-- START READING TEXT --

The computational approach converts raw educational data into actionable insights, enabling educators to deliver timely and targeted interventions. Leveraging behavioral data from game-based learning platforms, the project develops a practical student monitoring system powered by machine learning ensembles. This system identifies at-risk students earlier than traditional assessments, allowing for more effective and efficient use of educational resources.

Keywords: Predictive analytics, Gamified education, At-risk students, Logistic regression, Decision tree, Random forest, Ensemble model, Hybrid model, Machine learning

Graphical abstract

Image, graphical abstract

Specifications table

 

Subject area Computer Science
More specific subject area Educational Technology, Gamified Education, Predictive Analytics
Name of your method Ensemble Model (Hybrid Predictive Model for Gamified Education)
Name and reference of original method Logistic Regression [20]
Decision Trees [21]
Random Forest [22]
Resource availability Python, Software libraries for machine learning (Scikit-learn)

-- END READING TEXT --
-- START GIVEN RECORDS --

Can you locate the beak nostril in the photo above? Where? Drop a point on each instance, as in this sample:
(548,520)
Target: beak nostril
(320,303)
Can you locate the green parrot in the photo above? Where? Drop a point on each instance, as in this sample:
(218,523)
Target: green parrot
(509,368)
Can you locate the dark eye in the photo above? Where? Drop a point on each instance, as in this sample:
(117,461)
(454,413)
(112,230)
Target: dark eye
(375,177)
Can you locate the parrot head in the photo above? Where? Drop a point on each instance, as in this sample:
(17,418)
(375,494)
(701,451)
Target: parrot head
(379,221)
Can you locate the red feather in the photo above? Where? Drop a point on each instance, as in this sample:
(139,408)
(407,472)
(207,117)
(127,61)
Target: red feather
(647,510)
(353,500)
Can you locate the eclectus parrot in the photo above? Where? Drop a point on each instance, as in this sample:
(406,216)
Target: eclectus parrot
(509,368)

-- END GIVEN RECORDS --
-- START GIVEN RECORDS --

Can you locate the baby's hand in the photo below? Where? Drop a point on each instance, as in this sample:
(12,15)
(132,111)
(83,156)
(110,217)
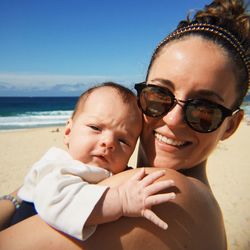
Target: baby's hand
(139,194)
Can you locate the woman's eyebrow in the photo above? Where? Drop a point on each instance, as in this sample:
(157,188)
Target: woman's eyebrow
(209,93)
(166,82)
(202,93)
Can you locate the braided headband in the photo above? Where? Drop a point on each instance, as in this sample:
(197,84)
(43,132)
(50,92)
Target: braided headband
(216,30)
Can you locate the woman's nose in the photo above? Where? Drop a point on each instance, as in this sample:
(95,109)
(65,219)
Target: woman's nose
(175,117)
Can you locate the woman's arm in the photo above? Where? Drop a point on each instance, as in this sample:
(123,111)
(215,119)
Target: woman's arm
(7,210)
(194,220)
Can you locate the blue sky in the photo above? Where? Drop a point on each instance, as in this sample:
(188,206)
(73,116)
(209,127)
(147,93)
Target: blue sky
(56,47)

-- END GIVEN RECORDS --

## SET PROBLEM A
Write out the passage on gamified education from "Image, graphical abstract" up to and including "machine learning (Scikit-learn)".
## SET PROBLEM B
In the passage on gamified education, what kind of data does the project draw on to build its student monitoring system?
The data have no connection to the passage on gamified education.

## TASK RESULT A
Image, graphical abstract

Specifications table

 

Subject area Computer Science
More specific subject area Educational Technology, Gamified Education, Predictive Analytics
Name of your method Ensemble Model (Hybrid Predictive Model for Gamified Education)
Name and reference of original method Logistic Regression [20]
Decision Trees [21]
Random Forest [22]
Resource availability Python, Software libraries for machine learning (Scikit-learn)

## TASK RESULT B
Behavioral data from game-based learning platforms.